_SUPPLIED TEXT_.

****************************************

Gamification started in 1895 when S&H Green Stamps sold stamps to retailers who used them to reward customers for their loyalty. Since then, many companies have used gamification internally or externally. Today we are sharing three real examples of how companies engaged and motivated their customers, teams, etc.
Chiquita Brands
The first case study is Chiquita Brands.
Everyone knows Chiquita for bananas, but Chiquita Brands is a consumer food products supplier for fresh and processed fruit and vegetable products. Partnered with Twentieth Century Fox to promote the animation movie Rio, they used gamification to drive consumer engagement. The concept was to create a marketing campaign designed to engage customers of a consumer’s package goods brand and build a relationship with them. In terms of business goals, Chiquita wanted to increase brand awareness, favourability, and interest in their products. Therefore, with the marketing agency MediaMarketing, Chiquita built the “Make Your Way to Rio” website. According to Scoot Facheux, North America consumer marketing manager at Chiquita Brands the website was “an engaging online playground for our Chiquita Banana consumer where the whole family could share in the fun of Chiquita-branded products, the film Rio and win great prizes including tasty Chiquita bananas and other nutritious products“. Consumers who signed onto the site received a virtual passport which they could fill up with banana sticker “badges” by accomplishing goals throughout the site, including watching movie clips, sharing recipes, playing games, and reviewing product information (Paharia, 2013). With specific game mechanics like fast feedback, transparency, goals, badges, collaboration, community, and points, Chiquita Brands managed to collect data like user activity, content preferences, product preferences, social-media sharing. Through gamification, Chiquita increased engagement, page views, visits, and additional customers and customer data in the marketing database.

****************************************

_YOUR TASKS_.
1 > List every game mechanic the gamification article names for the Chiquita Brands campaign.
2 > Write the next part of the gamification article, picking up after its final sentence.

_GIVEN INFORMATION_.

****************************************

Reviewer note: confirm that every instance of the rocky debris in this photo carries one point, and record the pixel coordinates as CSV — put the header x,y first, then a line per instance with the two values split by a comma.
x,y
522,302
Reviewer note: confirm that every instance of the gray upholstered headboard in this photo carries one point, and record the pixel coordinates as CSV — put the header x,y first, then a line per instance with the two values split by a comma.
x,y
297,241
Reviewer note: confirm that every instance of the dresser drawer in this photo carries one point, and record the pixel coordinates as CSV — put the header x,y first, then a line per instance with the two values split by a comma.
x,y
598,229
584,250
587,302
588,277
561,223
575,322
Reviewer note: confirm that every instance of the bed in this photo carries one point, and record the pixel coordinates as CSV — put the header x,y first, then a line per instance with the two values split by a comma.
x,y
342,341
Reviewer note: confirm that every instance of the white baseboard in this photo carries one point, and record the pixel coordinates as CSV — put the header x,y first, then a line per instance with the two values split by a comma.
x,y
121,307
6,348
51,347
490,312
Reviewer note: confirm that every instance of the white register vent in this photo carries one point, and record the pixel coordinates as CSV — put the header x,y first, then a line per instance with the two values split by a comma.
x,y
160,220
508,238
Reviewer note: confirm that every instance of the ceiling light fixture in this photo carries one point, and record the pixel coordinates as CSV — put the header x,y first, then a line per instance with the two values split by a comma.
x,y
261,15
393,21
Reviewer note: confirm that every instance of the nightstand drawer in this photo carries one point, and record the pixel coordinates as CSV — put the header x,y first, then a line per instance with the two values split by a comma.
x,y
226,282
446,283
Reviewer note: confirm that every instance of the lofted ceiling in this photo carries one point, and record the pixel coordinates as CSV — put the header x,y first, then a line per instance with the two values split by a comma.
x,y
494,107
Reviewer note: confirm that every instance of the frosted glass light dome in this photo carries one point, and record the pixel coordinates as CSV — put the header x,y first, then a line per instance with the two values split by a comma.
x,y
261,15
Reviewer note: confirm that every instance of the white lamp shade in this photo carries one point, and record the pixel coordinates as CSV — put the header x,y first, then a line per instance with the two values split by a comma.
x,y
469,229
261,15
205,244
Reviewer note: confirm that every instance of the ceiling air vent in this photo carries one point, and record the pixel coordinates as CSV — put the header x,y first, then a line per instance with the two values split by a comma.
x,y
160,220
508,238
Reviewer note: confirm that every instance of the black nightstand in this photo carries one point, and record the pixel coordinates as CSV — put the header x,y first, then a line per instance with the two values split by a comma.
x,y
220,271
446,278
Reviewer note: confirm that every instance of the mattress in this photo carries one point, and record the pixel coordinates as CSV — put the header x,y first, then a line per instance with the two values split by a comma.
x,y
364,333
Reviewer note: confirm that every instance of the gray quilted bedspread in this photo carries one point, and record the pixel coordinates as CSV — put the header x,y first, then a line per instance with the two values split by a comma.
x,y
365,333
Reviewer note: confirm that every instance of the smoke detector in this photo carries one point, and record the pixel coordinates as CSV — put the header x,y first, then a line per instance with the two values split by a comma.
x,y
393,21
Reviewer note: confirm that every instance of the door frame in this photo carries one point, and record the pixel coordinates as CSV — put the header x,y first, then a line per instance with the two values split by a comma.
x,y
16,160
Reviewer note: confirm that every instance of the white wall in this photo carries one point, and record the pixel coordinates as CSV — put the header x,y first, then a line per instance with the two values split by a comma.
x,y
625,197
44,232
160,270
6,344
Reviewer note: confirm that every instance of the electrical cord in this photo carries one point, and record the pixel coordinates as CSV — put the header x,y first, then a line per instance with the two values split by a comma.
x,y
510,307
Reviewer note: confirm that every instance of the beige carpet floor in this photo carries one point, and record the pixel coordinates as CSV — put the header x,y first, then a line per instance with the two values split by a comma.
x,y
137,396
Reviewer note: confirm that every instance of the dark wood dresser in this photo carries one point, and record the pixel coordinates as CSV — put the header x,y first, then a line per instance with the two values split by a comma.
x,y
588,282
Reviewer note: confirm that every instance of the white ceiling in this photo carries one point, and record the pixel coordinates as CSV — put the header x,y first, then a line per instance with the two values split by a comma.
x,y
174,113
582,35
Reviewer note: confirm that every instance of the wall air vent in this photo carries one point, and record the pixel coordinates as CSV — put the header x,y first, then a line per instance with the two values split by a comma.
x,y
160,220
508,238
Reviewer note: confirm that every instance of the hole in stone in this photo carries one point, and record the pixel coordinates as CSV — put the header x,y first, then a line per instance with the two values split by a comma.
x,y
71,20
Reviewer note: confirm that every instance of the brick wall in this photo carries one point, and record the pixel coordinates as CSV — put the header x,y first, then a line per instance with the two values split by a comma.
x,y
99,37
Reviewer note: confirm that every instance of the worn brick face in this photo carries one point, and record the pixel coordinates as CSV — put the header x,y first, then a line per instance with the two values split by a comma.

****************************************

_EXERCISE ANSWERS_.
1 > fast feedback, transparency, goals, badges, collaboration, community, points

2 >
Warner Bros.
Movie studios have always had a problem building a direct relationship with consumers. To connect the company directly with its consumers and rewarding consumers for watching and buying the studio´s products, Warner Bros. launched Insider Rewards, a loyalty program. The Warner Bros. Insider Rewards loyalty program had two currencies you could earn. Points were earned for purchases – buying DVDs, movie tickets, digital downloads, and so on. Points could be redeemed for more of the same kinds of dollar-value items. But the company also added a second currency called Credits, which were earned for visiting movie sites, playing games, sharing to social networks, and so on (Paharia, 2013). With specific gamification mechanics like fast feedback, transparency, levelling up and points, Warner Bros. managed to get customers to buy more. Drive brand engagement and affinity with Warner Bros. as well as the individual movie properties. Increase viral sharing and audience growth. Develop deeper customer intimacy and knowledge. Through gamification, Warner Bros. increased engagement, page views, visits, and additional customers and customer data in the marketing database.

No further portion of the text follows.